EXERCISE: Return, word for word, the part of the Xu Lab research text that begins at the words "Pulmonary Biology" and stops after the words "development and disease.".

DOCUMENT EXTRACT:
━━━━━━
Pulmonary Biology
Xu Lab

Xu Lab Research

Research in the Xu laboratory is focused on development and application of cutting edge bioinformatics and systems biology approaches to reveal novel mechanisms controlling lung development and disease.

Current research in the lab is focused to two major areas, 1) the development of human/mouse LungMAP at both normal and disease conditions via multi-omics data analysis and knowledge integration, and 2) mechanistic understanding of Lymphangioleiomyomatosis cell origin, gene regulation and pathogenesis at single cell resolution.

  • The lab is actively involved in the LungMAP consortium Cincinnati Children's Research center (Drs. Whitsett, Potter, Xu) and Data Coordinating Center (Drs. White, Aronow) in development of a detailed Lungmap via high-throughput single cell genomics, epigenomics and integration with other omics to provide useful tools and resources for the research community. Through the single cell transcriptome analysis of the mouse and human lung at different developmental stages, we identified major lung cell types/subpopulations, cell type specific gene signatures, and cell specific transcriptional regulatory networks and driving forces. We are currently working on the combined metadata generated in LungMAP and other external resources to understand the dynamic regulation of individual cell types during lung development and the deviation at different disease conditions. We developed multiple well received analytic and web tools for single cell RNA-seq analysis and interoperated data visualization, including “SINCERA”, “SLICE”, “SVIA”, “LungGENS”, “LGEA” “Gene at a glance”, “Cell at a glance” and “Region at a glance”, we actively expend data contents and develop new tools to meet the research needs.
━━━━━━
INFORMATION GIVEN:
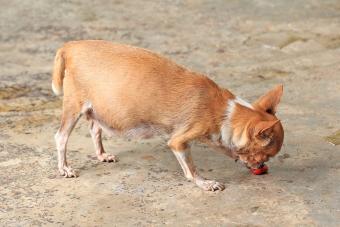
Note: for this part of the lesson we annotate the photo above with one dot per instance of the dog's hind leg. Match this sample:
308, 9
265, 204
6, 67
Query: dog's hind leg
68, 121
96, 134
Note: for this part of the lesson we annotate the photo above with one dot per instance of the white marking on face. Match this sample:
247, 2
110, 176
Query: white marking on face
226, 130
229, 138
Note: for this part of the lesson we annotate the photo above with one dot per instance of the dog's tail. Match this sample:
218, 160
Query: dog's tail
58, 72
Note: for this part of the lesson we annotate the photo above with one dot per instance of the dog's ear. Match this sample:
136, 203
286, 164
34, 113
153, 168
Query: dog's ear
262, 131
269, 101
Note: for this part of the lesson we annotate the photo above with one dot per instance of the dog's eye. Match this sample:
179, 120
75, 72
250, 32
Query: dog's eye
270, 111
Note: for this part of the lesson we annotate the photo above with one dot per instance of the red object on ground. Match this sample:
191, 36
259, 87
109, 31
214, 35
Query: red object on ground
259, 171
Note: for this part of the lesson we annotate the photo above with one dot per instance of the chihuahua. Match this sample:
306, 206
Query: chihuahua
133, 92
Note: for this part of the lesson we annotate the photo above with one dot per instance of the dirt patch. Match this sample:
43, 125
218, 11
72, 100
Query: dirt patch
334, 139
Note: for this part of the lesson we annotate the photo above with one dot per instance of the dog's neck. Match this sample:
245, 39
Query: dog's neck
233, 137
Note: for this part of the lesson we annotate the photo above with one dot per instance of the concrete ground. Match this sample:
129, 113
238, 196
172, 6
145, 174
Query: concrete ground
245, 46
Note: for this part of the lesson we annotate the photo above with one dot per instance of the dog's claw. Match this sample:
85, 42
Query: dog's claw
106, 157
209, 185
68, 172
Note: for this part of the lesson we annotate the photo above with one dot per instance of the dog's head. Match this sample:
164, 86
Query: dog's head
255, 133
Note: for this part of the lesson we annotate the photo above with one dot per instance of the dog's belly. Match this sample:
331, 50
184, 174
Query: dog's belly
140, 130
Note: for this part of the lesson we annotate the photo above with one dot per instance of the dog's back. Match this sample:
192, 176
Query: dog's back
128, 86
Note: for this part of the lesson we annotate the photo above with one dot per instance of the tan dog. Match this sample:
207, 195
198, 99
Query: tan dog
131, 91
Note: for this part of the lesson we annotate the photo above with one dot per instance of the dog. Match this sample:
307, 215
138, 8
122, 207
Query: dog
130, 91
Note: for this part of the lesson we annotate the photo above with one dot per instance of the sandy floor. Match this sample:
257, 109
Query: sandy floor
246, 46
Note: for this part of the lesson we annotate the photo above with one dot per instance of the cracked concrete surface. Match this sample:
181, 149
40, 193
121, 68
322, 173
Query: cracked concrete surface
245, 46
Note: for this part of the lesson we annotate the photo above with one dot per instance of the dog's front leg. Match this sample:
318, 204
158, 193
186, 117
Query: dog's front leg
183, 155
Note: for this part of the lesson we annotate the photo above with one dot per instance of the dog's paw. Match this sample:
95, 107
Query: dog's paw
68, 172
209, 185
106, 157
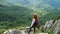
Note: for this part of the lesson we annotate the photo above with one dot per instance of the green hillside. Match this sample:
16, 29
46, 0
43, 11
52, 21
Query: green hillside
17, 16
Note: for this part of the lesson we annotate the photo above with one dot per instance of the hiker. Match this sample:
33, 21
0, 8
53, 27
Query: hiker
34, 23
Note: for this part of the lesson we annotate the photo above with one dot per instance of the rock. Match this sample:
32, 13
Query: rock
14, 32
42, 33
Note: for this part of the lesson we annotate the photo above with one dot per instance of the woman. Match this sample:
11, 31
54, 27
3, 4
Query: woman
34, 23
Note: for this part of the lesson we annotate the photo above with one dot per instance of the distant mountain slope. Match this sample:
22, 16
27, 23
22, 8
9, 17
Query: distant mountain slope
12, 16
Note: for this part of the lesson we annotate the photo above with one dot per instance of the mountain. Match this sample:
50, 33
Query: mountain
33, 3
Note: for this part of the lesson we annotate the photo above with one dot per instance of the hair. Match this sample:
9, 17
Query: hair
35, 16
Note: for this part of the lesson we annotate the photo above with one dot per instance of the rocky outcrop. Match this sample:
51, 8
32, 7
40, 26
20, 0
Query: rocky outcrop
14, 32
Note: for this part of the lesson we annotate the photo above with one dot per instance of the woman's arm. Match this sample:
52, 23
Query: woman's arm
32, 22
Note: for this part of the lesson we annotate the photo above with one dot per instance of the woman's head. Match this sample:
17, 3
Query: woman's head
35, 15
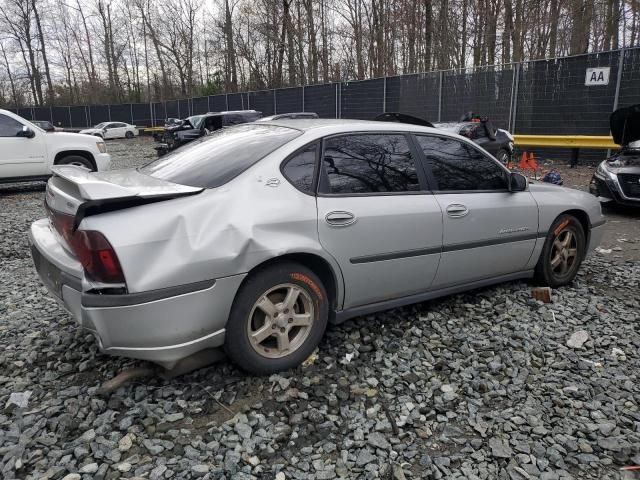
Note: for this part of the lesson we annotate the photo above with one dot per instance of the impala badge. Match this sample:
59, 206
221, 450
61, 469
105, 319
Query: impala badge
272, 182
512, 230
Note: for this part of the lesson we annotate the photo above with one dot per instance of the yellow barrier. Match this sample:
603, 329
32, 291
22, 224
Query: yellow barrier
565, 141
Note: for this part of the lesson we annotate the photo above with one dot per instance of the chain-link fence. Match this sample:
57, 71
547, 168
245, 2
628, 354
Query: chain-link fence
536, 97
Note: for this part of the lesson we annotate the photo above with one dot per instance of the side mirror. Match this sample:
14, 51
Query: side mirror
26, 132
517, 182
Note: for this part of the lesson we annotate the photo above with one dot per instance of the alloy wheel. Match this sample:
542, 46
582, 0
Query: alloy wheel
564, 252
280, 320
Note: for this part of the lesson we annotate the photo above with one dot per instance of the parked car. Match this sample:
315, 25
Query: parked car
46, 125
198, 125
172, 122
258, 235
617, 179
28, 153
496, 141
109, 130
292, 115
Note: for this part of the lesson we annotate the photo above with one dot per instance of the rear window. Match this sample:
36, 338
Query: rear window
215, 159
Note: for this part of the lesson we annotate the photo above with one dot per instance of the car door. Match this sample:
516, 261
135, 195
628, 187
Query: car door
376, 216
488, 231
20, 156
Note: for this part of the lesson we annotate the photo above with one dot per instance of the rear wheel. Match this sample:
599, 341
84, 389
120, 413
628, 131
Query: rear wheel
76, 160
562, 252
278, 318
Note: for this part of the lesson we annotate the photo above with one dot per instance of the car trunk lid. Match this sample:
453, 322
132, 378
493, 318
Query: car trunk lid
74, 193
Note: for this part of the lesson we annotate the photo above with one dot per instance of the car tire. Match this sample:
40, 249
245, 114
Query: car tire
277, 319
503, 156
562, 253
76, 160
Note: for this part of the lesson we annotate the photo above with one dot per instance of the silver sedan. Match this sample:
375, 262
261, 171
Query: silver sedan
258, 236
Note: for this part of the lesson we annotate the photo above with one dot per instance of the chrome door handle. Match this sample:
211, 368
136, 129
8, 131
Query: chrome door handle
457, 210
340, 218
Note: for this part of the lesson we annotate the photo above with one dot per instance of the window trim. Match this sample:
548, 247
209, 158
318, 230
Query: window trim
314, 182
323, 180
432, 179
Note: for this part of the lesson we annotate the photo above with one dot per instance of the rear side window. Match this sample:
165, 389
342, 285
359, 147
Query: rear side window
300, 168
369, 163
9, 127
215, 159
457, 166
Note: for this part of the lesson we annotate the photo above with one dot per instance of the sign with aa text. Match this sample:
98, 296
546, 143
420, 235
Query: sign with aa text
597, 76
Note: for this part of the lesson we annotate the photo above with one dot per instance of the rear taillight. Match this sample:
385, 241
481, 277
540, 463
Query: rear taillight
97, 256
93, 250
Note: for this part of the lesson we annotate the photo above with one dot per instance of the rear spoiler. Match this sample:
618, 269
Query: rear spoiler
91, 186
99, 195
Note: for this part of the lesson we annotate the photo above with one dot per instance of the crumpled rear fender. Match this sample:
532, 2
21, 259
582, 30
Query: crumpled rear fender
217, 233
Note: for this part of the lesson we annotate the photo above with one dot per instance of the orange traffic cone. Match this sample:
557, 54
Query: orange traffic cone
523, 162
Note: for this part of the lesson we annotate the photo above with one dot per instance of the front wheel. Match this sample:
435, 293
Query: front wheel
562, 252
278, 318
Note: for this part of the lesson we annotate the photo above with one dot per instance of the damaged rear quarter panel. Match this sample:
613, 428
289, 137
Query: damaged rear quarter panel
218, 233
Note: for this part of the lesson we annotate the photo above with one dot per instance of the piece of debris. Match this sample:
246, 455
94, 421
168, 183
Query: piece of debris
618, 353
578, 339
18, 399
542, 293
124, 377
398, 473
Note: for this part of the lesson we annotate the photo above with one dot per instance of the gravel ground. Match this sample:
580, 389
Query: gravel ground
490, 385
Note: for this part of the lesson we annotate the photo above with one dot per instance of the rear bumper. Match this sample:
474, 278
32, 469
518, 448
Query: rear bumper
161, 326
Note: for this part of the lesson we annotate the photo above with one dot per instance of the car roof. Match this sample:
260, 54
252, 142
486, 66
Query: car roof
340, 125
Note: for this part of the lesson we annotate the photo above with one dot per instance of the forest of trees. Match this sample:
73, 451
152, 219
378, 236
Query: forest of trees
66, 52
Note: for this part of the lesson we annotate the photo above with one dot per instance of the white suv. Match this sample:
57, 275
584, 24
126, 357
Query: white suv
━━━━━━
TASK ANSWER:
Pulmonary Biology
Xu Lab

Xu Lab Research

Research in the Xu laboratory is focused on development and application of cutting edge bioinformatics and systems biology approaches to reveal novel mechanisms controlling lung development and disease.